- Passage provided:
▼

# garages (tape+coat)



## noob taper (Nov 30, 2011)

guys if you had to tape a garage and one coat (same day). Is it wise to run flat box right after you tape it (like 2 mins after)? cuz moving scaffolding twice for ceilings is just pain in the ass esp if it's one and half scaffolding high where you only got one plank to work with to reach the ceilings. 
any tricks, advice?


----------



## cdwoodcox (Jan 3, 2011)

noob taper said:


> guys if you had to tape a garage and one coat (same day). Is it wise to run flat box right after you tape it (like 2 mins after)? cuz moving scaffolding twice for ceilings is just pain in the ass esp if it's one and half scaffolding high where you only got one plank to work with to reach the ceilings.
> any tricks, advice?


 I almost wrote mesh tape and setting compound but I didn't because I didn't want to start another mesh vs. paper thread. :whistling2:

So I will just say this if you're taping with all purpose and you're boxing with all purpose is this any different than skimming angles when taping.


----------



## SlimPickins (Aug 10, 2010)

You'd be faster to make two circuits...how much room are you taking up on your plank with taping AND topping tools? It will also look better if it's had time to dry a little.

However, You could go over it with your wipedown knife as you're going (8" is good) and it will look pretty darn good (not as good as if it were dry though).


----------



## Mudshark (Feb 8, 2009)

DIRTFT - Do It Right the First Time

If you rush the job you may be coming back later to fix it.!


----------



## Bazooka-Joe (Dec 31, 2010)

noob taper said:


> guys if you had to tape a garage and one coat (same day). Is it wise to run flat box right after you tape it (like 2 mins after)? cuz moving scaffolding twice for ceilings is just pain in the ass esp if it's one and half scaffolding high where you only got one plank to work with to reach the ceilings.
> any tricks, advice?


What part of Columbia Extended handle did you not understand?:whistling2:


----------



## moore (Dec 2, 2010)

noob taper said:


> guys if you had to tape a garage and one coat (same day). Is it wise to run flat box right after you tape it (like 2 mins after)? cuz moving scaffolding twice for ceilings is just pain in the ass esp if it's one and half scaffolding high where you only got one plank to work with to reach the ceilings.
> any tricks, advice?


A buck and a half high with one plank is slow yes.. but also unsafe.
Tape the [email protected] with 45min wait a couple hours for it to set well. then block in. If you want to fight the angle tape with hot-mud go for It.

▲

- Set problem 1: In the garage taping thread, write out the passage from "I almost wrote" to "(Aug 10, 2010)".
- Set problem 2: In the garage taping thread, what does Mudshark say DIRTFT stands for?

- Supplied material:
▼

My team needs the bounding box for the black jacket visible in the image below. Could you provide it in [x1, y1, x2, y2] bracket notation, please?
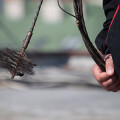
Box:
[95, 0, 120, 76]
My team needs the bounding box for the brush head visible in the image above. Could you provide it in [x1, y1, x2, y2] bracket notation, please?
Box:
[0, 48, 36, 77]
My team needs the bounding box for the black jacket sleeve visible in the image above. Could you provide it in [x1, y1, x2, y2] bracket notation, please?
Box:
[95, 0, 120, 55]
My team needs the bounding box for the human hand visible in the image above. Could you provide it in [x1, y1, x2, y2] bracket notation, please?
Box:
[93, 54, 120, 92]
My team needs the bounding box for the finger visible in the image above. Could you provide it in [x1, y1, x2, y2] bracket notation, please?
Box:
[105, 55, 114, 76]
[93, 64, 109, 83]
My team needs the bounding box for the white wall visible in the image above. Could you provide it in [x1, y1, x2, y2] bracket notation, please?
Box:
[4, 0, 25, 20]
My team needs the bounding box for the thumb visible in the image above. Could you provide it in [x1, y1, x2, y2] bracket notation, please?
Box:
[105, 54, 114, 76]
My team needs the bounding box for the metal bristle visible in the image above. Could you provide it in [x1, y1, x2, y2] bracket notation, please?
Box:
[0, 48, 36, 77]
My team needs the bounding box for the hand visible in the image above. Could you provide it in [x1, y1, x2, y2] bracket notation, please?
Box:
[93, 54, 120, 92]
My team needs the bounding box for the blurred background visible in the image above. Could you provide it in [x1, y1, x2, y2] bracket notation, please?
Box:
[0, 0, 120, 120]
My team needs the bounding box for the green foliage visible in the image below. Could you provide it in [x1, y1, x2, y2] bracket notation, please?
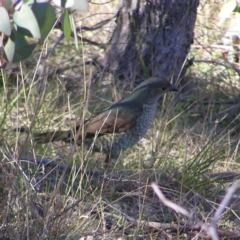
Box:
[0, 0, 88, 63]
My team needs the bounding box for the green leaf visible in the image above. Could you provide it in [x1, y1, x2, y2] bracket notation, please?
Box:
[0, 7, 11, 36]
[65, 0, 88, 12]
[13, 31, 37, 62]
[4, 30, 36, 62]
[61, 9, 72, 41]
[32, 2, 56, 44]
[3, 0, 13, 11]
[13, 3, 41, 39]
[4, 38, 15, 62]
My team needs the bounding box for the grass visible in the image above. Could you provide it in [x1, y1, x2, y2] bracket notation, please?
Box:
[0, 0, 240, 239]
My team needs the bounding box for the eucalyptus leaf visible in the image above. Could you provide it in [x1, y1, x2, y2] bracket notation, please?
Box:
[13, 3, 41, 39]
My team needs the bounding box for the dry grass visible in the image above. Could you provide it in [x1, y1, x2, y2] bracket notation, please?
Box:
[0, 0, 240, 239]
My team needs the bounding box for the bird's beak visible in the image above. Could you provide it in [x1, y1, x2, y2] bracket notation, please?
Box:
[170, 85, 178, 92]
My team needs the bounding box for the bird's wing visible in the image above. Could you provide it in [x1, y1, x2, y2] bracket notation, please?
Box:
[84, 106, 142, 137]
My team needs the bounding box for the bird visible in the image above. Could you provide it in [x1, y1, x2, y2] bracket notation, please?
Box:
[34, 77, 178, 163]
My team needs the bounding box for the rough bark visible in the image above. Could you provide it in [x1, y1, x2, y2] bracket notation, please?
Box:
[102, 0, 199, 81]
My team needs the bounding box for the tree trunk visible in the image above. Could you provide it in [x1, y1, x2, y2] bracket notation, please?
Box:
[102, 0, 199, 81]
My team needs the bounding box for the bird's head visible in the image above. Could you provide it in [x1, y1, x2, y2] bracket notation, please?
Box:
[131, 77, 178, 104]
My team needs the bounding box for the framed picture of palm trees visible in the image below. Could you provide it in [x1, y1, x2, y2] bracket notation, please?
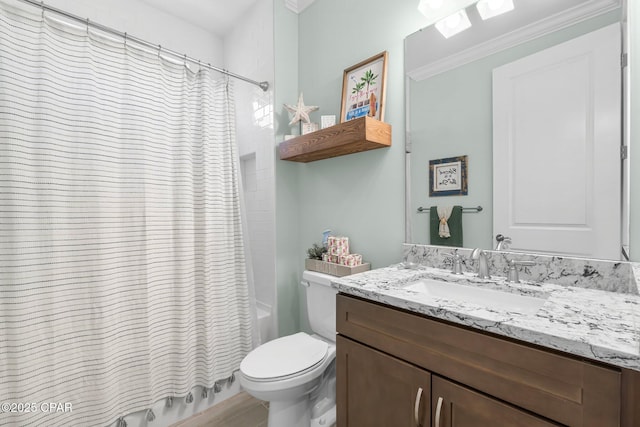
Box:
[340, 51, 387, 123]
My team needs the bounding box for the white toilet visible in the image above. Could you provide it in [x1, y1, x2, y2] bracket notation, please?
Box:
[240, 271, 337, 427]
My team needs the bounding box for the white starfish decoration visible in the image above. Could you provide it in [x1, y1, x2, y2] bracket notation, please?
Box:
[284, 92, 318, 126]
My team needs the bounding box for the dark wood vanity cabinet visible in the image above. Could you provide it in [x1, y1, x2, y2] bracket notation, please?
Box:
[336, 336, 431, 426]
[337, 294, 640, 427]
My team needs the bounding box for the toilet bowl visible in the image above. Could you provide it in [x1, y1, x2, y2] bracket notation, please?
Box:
[239, 271, 337, 427]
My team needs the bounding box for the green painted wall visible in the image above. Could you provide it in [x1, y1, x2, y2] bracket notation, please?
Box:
[627, 0, 640, 262]
[290, 0, 423, 268]
[273, 1, 300, 336]
[409, 10, 620, 248]
[274, 0, 423, 335]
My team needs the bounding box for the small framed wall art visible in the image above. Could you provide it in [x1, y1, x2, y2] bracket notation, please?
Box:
[429, 156, 469, 197]
[340, 51, 387, 123]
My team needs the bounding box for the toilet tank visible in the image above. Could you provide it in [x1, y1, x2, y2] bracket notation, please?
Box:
[302, 270, 338, 341]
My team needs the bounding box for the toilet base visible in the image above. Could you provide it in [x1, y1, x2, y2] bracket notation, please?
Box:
[267, 395, 311, 427]
[309, 404, 336, 427]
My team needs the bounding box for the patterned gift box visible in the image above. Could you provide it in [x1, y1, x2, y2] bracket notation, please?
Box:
[340, 254, 362, 267]
[327, 236, 349, 256]
[322, 254, 340, 264]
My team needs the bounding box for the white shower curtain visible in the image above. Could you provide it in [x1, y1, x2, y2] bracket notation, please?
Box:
[0, 0, 253, 426]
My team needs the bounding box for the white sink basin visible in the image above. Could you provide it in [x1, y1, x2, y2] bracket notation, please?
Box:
[404, 279, 546, 314]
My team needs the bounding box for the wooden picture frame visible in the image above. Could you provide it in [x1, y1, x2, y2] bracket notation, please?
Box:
[429, 156, 469, 197]
[340, 51, 387, 123]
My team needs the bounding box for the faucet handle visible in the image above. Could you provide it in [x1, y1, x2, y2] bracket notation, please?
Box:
[496, 234, 511, 251]
[444, 250, 462, 274]
[507, 259, 536, 283]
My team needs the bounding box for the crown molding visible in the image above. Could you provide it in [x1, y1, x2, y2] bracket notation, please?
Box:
[284, 0, 315, 13]
[407, 0, 621, 81]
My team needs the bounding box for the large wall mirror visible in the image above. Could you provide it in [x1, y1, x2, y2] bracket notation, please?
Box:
[405, 0, 629, 259]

▲

- Written reply 1:
I almost wrote mesh tape and setting compound but I didn't because I didn't want to start another mesh vs. paper thread. :whistling2:

So I will just say this if you're taping with all purpose and you're boxing with all purpose is this any different than skimming angles when taping.


----------



## SlimPickins (Aug 10, 2010)

- Written reply 2: Do It Right the First Time